**TASK:** Your answer should hold only the lines from the one with "Target: wall-mounted letterbox" through the end of the listing below, each retyped exactly.

**STORED DATA:**

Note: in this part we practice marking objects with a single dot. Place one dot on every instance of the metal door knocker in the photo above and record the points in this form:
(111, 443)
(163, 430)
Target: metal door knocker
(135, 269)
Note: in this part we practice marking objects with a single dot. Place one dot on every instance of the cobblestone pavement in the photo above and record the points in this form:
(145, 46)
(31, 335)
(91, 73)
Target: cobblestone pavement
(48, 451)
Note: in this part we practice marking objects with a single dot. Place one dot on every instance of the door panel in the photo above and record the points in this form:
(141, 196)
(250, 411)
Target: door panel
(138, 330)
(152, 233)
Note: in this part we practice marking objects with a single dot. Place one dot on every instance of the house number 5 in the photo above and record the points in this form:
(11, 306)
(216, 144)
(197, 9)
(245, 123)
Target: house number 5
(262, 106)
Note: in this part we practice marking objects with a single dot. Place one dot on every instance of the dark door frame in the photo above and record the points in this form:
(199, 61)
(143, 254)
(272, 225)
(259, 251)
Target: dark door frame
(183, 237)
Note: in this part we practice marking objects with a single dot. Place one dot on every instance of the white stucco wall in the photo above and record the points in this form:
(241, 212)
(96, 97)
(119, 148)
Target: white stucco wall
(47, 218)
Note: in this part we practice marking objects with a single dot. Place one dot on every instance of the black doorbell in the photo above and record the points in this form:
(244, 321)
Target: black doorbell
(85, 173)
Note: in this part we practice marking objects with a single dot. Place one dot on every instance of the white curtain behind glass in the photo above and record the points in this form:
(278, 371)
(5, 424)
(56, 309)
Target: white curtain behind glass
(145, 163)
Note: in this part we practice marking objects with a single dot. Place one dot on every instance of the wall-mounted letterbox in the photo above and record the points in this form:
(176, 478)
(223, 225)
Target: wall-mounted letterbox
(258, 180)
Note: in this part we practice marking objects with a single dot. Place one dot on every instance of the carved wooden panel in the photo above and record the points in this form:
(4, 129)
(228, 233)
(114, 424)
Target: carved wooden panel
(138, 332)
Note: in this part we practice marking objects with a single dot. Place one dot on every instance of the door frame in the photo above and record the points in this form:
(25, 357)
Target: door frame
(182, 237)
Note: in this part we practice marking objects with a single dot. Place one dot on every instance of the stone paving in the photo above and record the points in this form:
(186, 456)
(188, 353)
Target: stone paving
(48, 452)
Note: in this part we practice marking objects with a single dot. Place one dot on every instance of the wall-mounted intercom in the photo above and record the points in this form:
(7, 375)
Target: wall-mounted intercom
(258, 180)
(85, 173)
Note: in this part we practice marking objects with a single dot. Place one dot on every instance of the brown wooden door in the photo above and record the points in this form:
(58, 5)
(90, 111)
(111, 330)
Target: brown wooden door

**RESULT OF THIS TASK:**
Target: wall-mounted letterbox
(258, 180)
Note: in this part we practice marking objects with a single dot. Place one dot on every instance of the carved wooden panel in the photo above and record the points in this form:
(4, 129)
(228, 233)
(114, 424)
Target: carved wooden panel
(138, 332)
Note: in this part we practice marking objects with a single dot. Place one dot on every instance of the door frame in the photo above and record the points in this form:
(25, 357)
Target: door frame
(182, 237)
Note: in this part we practice marking objects with a single dot. Place one dot on every instance of the stone paving in the photo above and record the points in this form:
(186, 456)
(188, 353)
Target: stone paving
(48, 452)
Note: in this part we practice marking objects with a single dot. Place one dot on every instance of the wall-mounted intercom in the photo above and record the points in this form:
(7, 375)
Target: wall-mounted intercom
(258, 180)
(85, 173)
Note: in this part we practice marking objects with a single dot. Place one dot on every instance of the brown wooden door in the photo above and record the points in this form:
(58, 5)
(90, 111)
(111, 330)
Target: brown wooden door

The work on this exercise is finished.